**Work to do**. From the records below, pick out and copy every line that contains the string "stone". Case counts.

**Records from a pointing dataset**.
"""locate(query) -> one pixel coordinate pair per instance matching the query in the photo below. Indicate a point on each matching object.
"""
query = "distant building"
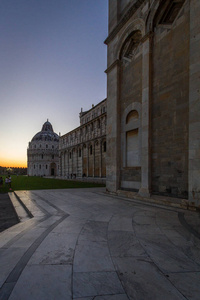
(42, 153)
(82, 151)
(153, 98)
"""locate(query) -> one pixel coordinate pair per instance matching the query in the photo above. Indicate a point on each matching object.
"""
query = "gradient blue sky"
(52, 62)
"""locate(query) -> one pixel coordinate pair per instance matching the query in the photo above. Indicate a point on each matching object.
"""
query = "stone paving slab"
(85, 244)
(8, 216)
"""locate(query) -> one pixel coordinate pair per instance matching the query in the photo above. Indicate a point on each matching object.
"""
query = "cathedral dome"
(46, 134)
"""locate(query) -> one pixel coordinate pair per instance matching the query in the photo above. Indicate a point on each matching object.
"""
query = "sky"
(52, 63)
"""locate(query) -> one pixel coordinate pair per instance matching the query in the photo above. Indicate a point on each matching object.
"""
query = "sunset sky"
(52, 63)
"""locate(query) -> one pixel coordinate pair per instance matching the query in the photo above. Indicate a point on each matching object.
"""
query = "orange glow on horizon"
(13, 163)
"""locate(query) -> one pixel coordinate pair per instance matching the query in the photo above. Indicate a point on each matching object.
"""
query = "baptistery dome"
(42, 152)
(46, 134)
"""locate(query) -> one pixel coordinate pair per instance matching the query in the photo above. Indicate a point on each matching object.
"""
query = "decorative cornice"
(123, 21)
(116, 62)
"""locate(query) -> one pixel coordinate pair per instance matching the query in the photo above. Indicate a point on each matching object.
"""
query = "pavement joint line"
(19, 235)
(24, 206)
(50, 204)
(40, 207)
(11, 280)
(187, 226)
(140, 202)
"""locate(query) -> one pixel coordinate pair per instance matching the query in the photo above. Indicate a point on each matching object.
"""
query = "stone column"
(77, 153)
(87, 159)
(145, 123)
(93, 158)
(60, 163)
(194, 105)
(113, 121)
(100, 159)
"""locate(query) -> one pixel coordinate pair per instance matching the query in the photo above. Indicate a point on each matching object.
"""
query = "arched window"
(132, 115)
(132, 139)
(130, 46)
(104, 147)
(91, 150)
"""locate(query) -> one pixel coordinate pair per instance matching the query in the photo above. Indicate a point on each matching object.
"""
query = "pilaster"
(194, 105)
(145, 123)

**The solution**.
query = "stone paving slab"
query = "stone column"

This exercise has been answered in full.